= Task to carry out =
Only the lines from the first line of the entries through the line with "Object class: outstretched wing" belong in the answer, each restated word for word and without pictures.

Records drawn from a dataset
......

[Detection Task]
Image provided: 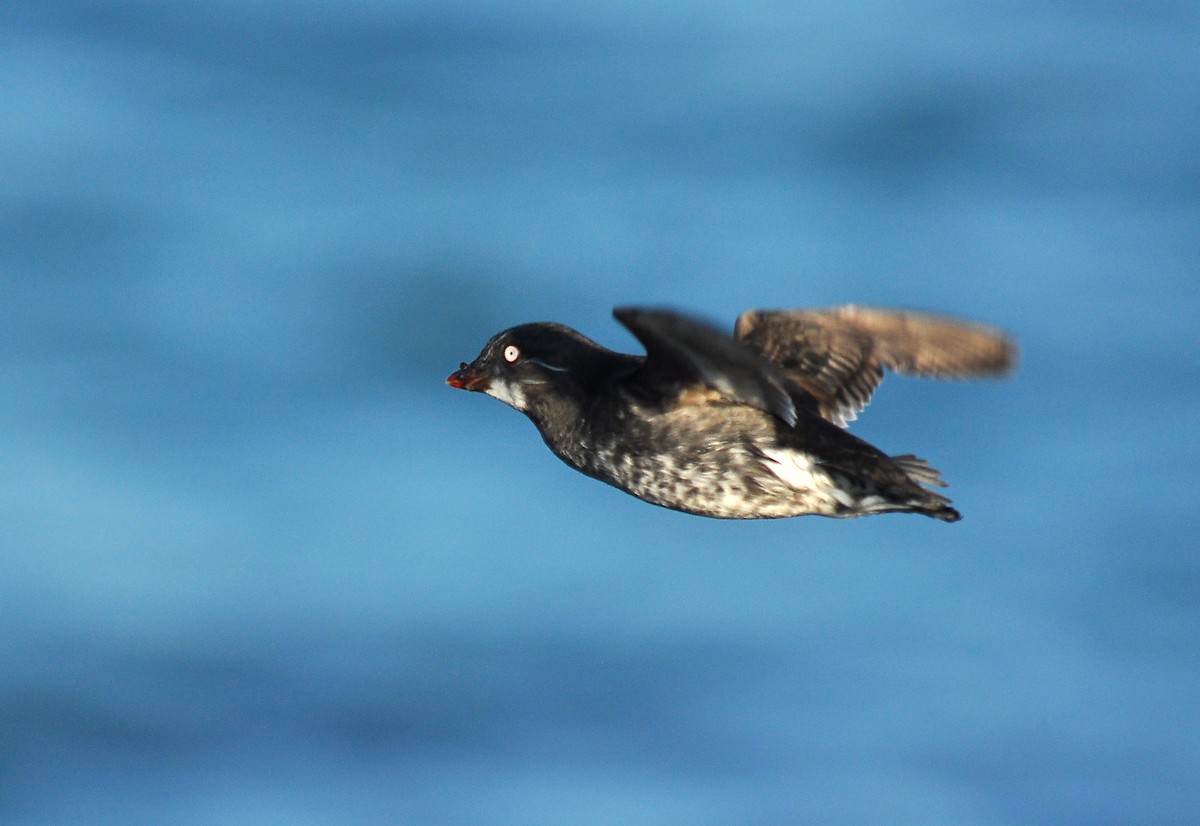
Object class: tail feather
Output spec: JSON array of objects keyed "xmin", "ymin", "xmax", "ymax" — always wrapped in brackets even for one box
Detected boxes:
[
  {"xmin": 890, "ymin": 453, "xmax": 960, "ymax": 521},
  {"xmin": 891, "ymin": 453, "xmax": 949, "ymax": 488},
  {"xmin": 854, "ymin": 489, "xmax": 961, "ymax": 521}
]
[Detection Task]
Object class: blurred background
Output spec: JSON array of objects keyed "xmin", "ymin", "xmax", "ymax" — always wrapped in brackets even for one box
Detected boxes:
[{"xmin": 3, "ymin": 1, "xmax": 1198, "ymax": 823}]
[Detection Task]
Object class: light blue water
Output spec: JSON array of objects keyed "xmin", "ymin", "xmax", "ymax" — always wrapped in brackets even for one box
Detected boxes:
[{"xmin": 3, "ymin": 2, "xmax": 1198, "ymax": 823}]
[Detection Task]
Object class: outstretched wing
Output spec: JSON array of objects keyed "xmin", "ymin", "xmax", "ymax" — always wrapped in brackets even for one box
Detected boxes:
[
  {"xmin": 614, "ymin": 307, "xmax": 799, "ymax": 426},
  {"xmin": 734, "ymin": 306, "xmax": 1017, "ymax": 427}
]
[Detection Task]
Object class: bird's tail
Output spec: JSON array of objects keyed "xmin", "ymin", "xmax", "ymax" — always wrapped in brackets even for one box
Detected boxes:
[
  {"xmin": 890, "ymin": 454, "xmax": 948, "ymax": 487},
  {"xmin": 891, "ymin": 454, "xmax": 961, "ymax": 522}
]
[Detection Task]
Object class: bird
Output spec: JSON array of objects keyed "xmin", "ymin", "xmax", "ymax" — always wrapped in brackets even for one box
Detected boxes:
[{"xmin": 446, "ymin": 306, "xmax": 1016, "ymax": 521}]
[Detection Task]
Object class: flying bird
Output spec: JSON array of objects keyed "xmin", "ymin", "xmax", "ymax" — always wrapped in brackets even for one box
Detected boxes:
[{"xmin": 447, "ymin": 306, "xmax": 1016, "ymax": 521}]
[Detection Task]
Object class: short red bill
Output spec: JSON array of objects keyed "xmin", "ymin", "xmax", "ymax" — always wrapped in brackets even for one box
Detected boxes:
[{"xmin": 446, "ymin": 365, "xmax": 489, "ymax": 391}]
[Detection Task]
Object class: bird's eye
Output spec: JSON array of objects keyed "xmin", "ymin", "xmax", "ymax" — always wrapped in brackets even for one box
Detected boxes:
[{"xmin": 503, "ymin": 344, "xmax": 520, "ymax": 363}]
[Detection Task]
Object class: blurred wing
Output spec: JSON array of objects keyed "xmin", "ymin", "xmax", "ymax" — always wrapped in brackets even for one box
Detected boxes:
[
  {"xmin": 734, "ymin": 306, "xmax": 1017, "ymax": 427},
  {"xmin": 614, "ymin": 307, "xmax": 798, "ymax": 425}
]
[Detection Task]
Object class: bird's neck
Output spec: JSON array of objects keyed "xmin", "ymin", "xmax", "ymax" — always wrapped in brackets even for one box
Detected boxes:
[
  {"xmin": 524, "ymin": 350, "xmax": 639, "ymax": 465},
  {"xmin": 525, "ymin": 381, "xmax": 588, "ymax": 452}
]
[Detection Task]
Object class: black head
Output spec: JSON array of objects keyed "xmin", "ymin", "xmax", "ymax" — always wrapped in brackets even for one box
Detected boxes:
[{"xmin": 447, "ymin": 322, "xmax": 632, "ymax": 416}]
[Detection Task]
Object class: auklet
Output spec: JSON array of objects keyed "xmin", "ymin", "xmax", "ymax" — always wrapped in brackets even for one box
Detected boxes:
[{"xmin": 447, "ymin": 306, "xmax": 1016, "ymax": 521}]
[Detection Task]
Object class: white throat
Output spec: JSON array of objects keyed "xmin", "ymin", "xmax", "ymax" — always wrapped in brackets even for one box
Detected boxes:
[{"xmin": 485, "ymin": 377, "xmax": 529, "ymax": 411}]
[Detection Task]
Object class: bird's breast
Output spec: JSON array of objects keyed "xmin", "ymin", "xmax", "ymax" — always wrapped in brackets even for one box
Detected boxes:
[{"xmin": 550, "ymin": 401, "xmax": 836, "ymax": 518}]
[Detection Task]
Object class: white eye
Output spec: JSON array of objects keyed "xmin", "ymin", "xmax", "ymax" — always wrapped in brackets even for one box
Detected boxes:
[{"xmin": 503, "ymin": 344, "xmax": 520, "ymax": 363}]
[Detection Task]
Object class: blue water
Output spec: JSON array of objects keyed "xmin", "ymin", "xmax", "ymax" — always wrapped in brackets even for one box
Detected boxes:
[{"xmin": 3, "ymin": 2, "xmax": 1198, "ymax": 823}]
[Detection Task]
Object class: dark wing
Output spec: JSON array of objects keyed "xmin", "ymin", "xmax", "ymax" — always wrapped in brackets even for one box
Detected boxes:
[
  {"xmin": 735, "ymin": 306, "xmax": 1017, "ymax": 427},
  {"xmin": 614, "ymin": 307, "xmax": 799, "ymax": 426}
]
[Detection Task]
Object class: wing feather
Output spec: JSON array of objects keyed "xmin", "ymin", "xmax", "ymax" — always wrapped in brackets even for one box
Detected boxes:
[
  {"xmin": 615, "ymin": 307, "xmax": 799, "ymax": 426},
  {"xmin": 735, "ymin": 306, "xmax": 1016, "ymax": 426}
]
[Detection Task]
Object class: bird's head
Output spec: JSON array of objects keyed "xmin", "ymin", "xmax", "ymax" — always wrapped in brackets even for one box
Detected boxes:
[{"xmin": 447, "ymin": 322, "xmax": 626, "ymax": 416}]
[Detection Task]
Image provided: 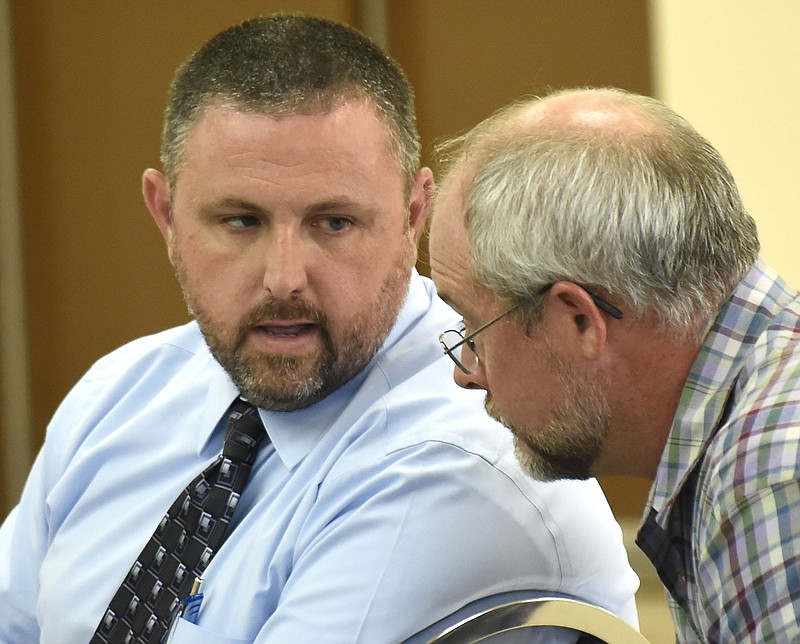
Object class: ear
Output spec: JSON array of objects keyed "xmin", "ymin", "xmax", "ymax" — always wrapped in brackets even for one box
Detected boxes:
[
  {"xmin": 142, "ymin": 168, "xmax": 174, "ymax": 259},
  {"xmin": 407, "ymin": 167, "xmax": 435, "ymax": 244},
  {"xmin": 544, "ymin": 281, "xmax": 609, "ymax": 361}
]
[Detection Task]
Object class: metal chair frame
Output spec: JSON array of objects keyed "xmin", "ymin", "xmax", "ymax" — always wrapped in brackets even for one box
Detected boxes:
[{"xmin": 404, "ymin": 592, "xmax": 650, "ymax": 644}]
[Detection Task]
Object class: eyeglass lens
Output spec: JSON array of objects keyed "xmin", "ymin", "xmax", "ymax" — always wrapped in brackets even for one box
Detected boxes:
[{"xmin": 441, "ymin": 329, "xmax": 477, "ymax": 373}]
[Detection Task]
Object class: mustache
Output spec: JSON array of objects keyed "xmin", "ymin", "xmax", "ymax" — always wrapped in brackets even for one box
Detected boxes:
[{"xmin": 240, "ymin": 297, "xmax": 327, "ymax": 329}]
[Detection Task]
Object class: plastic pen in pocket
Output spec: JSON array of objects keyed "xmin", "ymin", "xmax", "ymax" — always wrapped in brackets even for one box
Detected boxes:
[{"xmin": 182, "ymin": 576, "xmax": 205, "ymax": 624}]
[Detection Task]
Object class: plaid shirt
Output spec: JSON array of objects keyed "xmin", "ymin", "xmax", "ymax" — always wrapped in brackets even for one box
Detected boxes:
[{"xmin": 636, "ymin": 259, "xmax": 800, "ymax": 643}]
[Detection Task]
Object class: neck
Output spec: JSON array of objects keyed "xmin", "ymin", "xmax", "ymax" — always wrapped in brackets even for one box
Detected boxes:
[{"xmin": 596, "ymin": 320, "xmax": 701, "ymax": 479}]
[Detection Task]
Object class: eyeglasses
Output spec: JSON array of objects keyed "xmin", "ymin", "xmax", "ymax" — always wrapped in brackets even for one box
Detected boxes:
[
  {"xmin": 439, "ymin": 304, "xmax": 519, "ymax": 375},
  {"xmin": 439, "ymin": 283, "xmax": 624, "ymax": 375}
]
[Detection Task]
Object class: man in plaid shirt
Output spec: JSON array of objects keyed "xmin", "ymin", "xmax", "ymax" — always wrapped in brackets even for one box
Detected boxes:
[{"xmin": 428, "ymin": 86, "xmax": 800, "ymax": 642}]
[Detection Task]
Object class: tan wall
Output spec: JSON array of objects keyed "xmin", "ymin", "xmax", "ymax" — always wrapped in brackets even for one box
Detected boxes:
[
  {"xmin": 651, "ymin": 0, "xmax": 800, "ymax": 289},
  {"xmin": 0, "ymin": 0, "xmax": 32, "ymax": 516},
  {"xmin": 4, "ymin": 1, "xmax": 653, "ymax": 516}
]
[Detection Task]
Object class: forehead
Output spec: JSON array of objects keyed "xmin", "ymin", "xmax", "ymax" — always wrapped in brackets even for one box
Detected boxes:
[
  {"xmin": 175, "ymin": 101, "xmax": 405, "ymax": 200},
  {"xmin": 192, "ymin": 100, "xmax": 393, "ymax": 153},
  {"xmin": 430, "ymin": 172, "xmax": 469, "ymax": 274},
  {"xmin": 429, "ymin": 171, "xmax": 496, "ymax": 314}
]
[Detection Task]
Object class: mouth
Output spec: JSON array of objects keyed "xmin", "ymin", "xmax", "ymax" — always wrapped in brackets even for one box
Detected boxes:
[
  {"xmin": 245, "ymin": 320, "xmax": 321, "ymax": 355},
  {"xmin": 256, "ymin": 322, "xmax": 317, "ymax": 338}
]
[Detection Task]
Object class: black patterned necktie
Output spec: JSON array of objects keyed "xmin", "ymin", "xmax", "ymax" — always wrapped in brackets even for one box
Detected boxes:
[{"xmin": 91, "ymin": 398, "xmax": 267, "ymax": 644}]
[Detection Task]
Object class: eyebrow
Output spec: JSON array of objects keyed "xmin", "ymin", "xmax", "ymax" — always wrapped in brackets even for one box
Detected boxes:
[
  {"xmin": 199, "ymin": 197, "xmax": 373, "ymax": 218},
  {"xmin": 437, "ymin": 291, "xmax": 454, "ymax": 307},
  {"xmin": 200, "ymin": 197, "xmax": 266, "ymax": 215},
  {"xmin": 437, "ymin": 292, "xmax": 465, "ymax": 315},
  {"xmin": 305, "ymin": 200, "xmax": 372, "ymax": 216}
]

......

= Answer space =
[Detection Task]
Image provided: 
Object class: tail feather
Output spec: JSON array of objects keyed "xmin", "ymin", "xmax", "ymax" — always wrapped in brackets even for one box
Detected boxes:
[
  {"xmin": 890, "ymin": 453, "xmax": 960, "ymax": 521},
  {"xmin": 891, "ymin": 453, "xmax": 949, "ymax": 488},
  {"xmin": 854, "ymin": 489, "xmax": 961, "ymax": 521}
]
[Detection Task]
Object class: blurred background
Output spec: JSON array of objects keyed "xmin", "ymin", "xmax", "ymax" — always wrapped in brackets even for one box
Detected boxes:
[{"xmin": 3, "ymin": 1, "xmax": 1198, "ymax": 823}]
[Detection Task]
Object class: light blue water
Output spec: JSON array of objects keyed "xmin", "ymin", "xmax", "ymax" — always wrapped in brackets even for one box
Detected boxes:
[{"xmin": 3, "ymin": 2, "xmax": 1198, "ymax": 823}]
[Detection Task]
Object class: outstretched wing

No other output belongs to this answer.